** START OF Source **
This article first appeared in the June 2018 edition of Australian Aviation.
Humans have been curious about the possibility of Martian life for hundreds of years. Mars and Martian life infiltrates popular culture, everything from films and songs to children’s cartoons. And this almost innate fascination for the red planet has also been driven by a very public space race to land humans on Mars.
The race for Mars is reinvigorating an otherwise tired and conservative space industry. But we know surprisingly little about our nearest planetery neighbour, despite having sent three rovers to explore the surface.
We don’t know if we will arrive to a planet that has always been empty, or if we’ll find ancient life deep beneath the surface. We surely aren’t expecting Marvin to pop out from behind a boulder. But we could be surprised to find the subsurface teeming with microbial life.
A joint mission between the European Space Agency (ESA) and Russia’s Roscosmos launched a two-phase mission to Mars to explore exactly that – evidence of life and how the geochemical environment varies across the planet. The mission, called ExoMars, is funded mostly by Italy and the UK, with Russia supplying much of the engineering.
** END OF Source **
** START OF Material shown **
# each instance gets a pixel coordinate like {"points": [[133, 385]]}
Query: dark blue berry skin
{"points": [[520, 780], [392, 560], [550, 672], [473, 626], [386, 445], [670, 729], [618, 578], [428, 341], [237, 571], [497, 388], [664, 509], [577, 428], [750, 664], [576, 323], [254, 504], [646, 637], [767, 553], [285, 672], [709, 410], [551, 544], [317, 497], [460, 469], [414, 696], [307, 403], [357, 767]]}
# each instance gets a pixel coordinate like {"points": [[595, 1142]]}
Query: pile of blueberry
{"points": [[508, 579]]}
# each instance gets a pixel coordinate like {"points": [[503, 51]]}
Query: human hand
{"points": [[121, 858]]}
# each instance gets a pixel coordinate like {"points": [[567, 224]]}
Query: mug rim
** END OF Material shown **
** START OF Material shown **
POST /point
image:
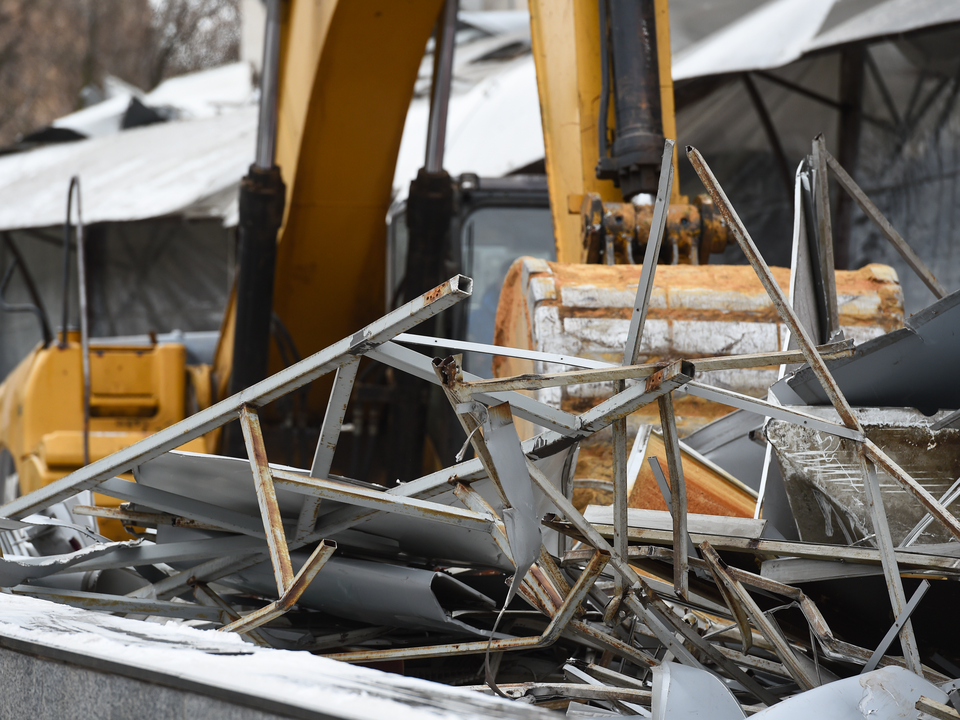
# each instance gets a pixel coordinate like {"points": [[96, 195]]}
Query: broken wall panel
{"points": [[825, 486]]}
** END OF Material shown **
## What the task asks:
Please copy the passage of the Mars article starting with "Humans have been" and going on through "with microbial life.". Rely on the Mars article alone.

## Output of the task:
Humans have been curious about the possibility of Martian life for hundreds of years. Mars and Martian life infiltrates popular culture, everything from films and songs to children’s cartoons. And this almost innate fascination for the red planet has also been driven by a very public space race to land humans on Mars.
The race for Mars is reinvigorating an otherwise tired and conservative space industry. But we know surprisingly little about our nearest planetery neighbour, despite having sent three rovers to explore the surface.
We don’t know if we will arrive to a planet that has always been empty, or if we’ll find ancient life deep beneath the surface. We surely aren’t expecting Marvin to pop out from behind a boulder. But we could be surprised to find the subsurface teeming with microbial life.